The problem:
Go through the data and copy every line in which "vertical" appears.
Start of Input records
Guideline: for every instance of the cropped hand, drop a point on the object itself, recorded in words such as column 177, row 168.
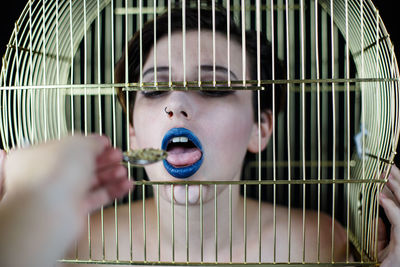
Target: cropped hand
column 389, row 250
column 49, row 189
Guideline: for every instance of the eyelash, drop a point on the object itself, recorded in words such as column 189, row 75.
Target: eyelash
column 206, row 93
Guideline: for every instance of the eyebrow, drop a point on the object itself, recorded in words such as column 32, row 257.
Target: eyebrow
column 206, row 68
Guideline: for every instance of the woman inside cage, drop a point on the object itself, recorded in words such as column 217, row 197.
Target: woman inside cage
column 207, row 135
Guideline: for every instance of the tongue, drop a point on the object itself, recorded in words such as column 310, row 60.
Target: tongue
column 182, row 157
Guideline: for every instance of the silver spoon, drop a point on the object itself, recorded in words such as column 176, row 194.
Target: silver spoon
column 142, row 157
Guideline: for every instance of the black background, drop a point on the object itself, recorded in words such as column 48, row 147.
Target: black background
column 10, row 11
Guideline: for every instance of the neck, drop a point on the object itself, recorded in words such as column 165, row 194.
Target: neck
column 196, row 222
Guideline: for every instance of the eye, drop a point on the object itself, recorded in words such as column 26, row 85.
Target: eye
column 153, row 93
column 217, row 93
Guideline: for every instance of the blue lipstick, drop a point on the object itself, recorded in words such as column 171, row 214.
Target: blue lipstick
column 187, row 171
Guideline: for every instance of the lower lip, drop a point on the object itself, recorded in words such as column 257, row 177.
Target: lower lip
column 186, row 171
column 183, row 172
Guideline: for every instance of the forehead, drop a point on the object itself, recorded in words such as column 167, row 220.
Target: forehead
column 184, row 50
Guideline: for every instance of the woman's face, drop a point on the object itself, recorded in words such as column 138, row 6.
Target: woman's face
column 216, row 126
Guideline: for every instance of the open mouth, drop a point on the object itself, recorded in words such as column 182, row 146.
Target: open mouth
column 185, row 154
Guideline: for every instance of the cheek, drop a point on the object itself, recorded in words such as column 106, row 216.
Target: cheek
column 146, row 133
column 230, row 136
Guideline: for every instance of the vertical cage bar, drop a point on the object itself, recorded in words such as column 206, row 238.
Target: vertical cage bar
End of Input records
Answer space:
Guideline: for every instance of the vertical cage bar, drop a point on the object itself, recorded in words such as column 206, row 238.
Target: vertical cage bar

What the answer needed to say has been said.